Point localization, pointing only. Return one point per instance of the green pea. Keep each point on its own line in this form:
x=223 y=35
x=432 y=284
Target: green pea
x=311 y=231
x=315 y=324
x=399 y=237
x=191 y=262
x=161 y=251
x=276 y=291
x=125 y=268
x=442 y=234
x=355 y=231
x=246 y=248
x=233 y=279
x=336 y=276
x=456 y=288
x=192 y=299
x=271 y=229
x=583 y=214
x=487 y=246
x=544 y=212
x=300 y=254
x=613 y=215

--------------------------------------------------

Reproduce every row above, request lines included, adding 32 to each x and y coordinate in the answer points. Leave the numbers in the request and its sample format lines unchanged.

Point localization, pointing only. Return one point per instance of the green pea. Keep each point on its own line in this form:
x=223 y=35
x=432 y=284
Target: green pea
x=343 y=263
x=347 y=356
x=431 y=269
x=223 y=294
x=193 y=283
x=308 y=323
x=157 y=300
x=474 y=266
x=387 y=263
x=278 y=280
x=265 y=311
x=368 y=308
x=488 y=320
x=224 y=331
x=303 y=261
x=615 y=246
x=519 y=278
x=576 y=244
x=332 y=286
x=645 y=247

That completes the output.